### Условия заданий
• 1. Ответьте на вопросы по фрагменту о книгах Аллисона и Смита.
(а) Какую аналогию автор фрагмента, по его словам, подробно исследует в приложении к своей книге?
(б) Как называется книга Дэниела Смита и в каком году она вышла?
(в) На какие источники опирается Смит вместо современных психологических исследований переживаний скорбящих?
• 2. Выведите без изменений часть фрагмента о книгах Аллисона и Смита, которая начинается со слов, содержащих «Дэниел Смит в», и заканчивается словами «Рассмотрим это подробнее.».

### Фрагмент документа
------------

Аллисон начинает с трогательной «исповеди», в которой открывает свое страстное желание обрести веру в то, что Иисус поистине воскрес из мертвых54. Однако, зачарованный возможными аналогиями с видениями скорбящих, он заканчивает собственной версией психологического редукционизма. В приложении к этой книге я подробно исследую аналогию с видениями скорбящих, которые схожи и одновременно несхожи с тем, что испытали первые ученики в дни Пасхи.

Дэниел Смит

«Новое посещение пустой гробницы:

древняя история Пасхи» (2010)

Дэниел Смит в недавно изданной книге ставит себе более узкую задачу, чем Аллисон, однако избирает весьма сходную (если не ту же самую) форму редукционизма: он опирается не на современные психологические исследования переживаний скорбящих, а на массу историй о «вознесении на небеса» из греко-римских и иудейских источников, которые, по его мнению, открывают нам «истинный» смысл рассказа о пустом гробе в Мк. 16:1–855. Рассмотрим это подробнее.

------------

### Блок данных

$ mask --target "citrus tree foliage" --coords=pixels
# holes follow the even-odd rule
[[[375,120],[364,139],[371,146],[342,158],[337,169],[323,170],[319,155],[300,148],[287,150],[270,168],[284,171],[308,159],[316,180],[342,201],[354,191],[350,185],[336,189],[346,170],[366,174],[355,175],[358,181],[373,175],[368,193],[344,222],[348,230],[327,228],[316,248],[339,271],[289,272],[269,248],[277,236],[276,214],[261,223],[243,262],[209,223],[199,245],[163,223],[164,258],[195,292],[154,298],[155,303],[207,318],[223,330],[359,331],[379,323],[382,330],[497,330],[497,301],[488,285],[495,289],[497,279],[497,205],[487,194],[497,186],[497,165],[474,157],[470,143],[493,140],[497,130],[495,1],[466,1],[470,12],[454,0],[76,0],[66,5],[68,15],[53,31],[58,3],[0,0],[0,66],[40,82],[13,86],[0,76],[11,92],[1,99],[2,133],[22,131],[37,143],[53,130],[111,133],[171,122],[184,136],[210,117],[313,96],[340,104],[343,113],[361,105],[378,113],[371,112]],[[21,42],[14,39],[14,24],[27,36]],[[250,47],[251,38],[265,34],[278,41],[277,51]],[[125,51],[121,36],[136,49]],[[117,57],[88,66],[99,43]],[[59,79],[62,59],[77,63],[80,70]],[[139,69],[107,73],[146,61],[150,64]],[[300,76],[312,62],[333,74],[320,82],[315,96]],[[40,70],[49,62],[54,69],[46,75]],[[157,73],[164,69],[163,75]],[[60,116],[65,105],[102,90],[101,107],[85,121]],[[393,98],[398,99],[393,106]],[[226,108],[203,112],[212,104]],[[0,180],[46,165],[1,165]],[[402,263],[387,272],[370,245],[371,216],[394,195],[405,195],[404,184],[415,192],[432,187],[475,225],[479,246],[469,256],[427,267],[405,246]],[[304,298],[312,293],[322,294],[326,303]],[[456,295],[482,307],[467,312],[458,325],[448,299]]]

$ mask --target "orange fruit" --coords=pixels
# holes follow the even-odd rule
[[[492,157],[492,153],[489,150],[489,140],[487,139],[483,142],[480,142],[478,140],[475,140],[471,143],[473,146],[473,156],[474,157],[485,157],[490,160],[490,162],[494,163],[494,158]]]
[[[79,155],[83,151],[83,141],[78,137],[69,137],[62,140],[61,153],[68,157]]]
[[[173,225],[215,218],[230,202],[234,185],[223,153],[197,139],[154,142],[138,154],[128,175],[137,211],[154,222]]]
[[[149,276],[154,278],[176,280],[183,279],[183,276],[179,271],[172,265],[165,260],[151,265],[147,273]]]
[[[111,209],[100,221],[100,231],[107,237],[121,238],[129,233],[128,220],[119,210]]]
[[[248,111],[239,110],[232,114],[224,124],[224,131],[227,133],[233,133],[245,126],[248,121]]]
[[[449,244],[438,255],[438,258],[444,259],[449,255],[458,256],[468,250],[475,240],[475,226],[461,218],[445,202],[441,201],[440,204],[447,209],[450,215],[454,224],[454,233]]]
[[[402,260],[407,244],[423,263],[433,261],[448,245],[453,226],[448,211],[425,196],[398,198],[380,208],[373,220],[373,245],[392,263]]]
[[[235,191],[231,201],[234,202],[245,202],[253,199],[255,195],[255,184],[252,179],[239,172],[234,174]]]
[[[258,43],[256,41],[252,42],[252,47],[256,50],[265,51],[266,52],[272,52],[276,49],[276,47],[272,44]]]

------------

### Ответы по заданиям
• 1.
(а) Аналогию с видениями скорбящих.
(б) «Новое посещение пустой гробницы: древняя история Пасхи», 2010 год.
(в) На массу историй о «вознесении на небеса» из греко-римских и иудейских источников.

• 2.
Дэниел Смит в недавно изданной книге ставит себе более узкую задачу, чем Аллисон, однако избирает весьма сходную (если не ту же самую) форму редукционизма: он опирается не на современные психологические исследования переживаний скорбящих, а на массу историй о «вознесении на небеса» из греко-римских и иудейских источников, которые, по его мнению, открывают нам «истинный» смысл рассказа о пустом гробе в Мк. 16:1–855. Рассмотрим это подробнее.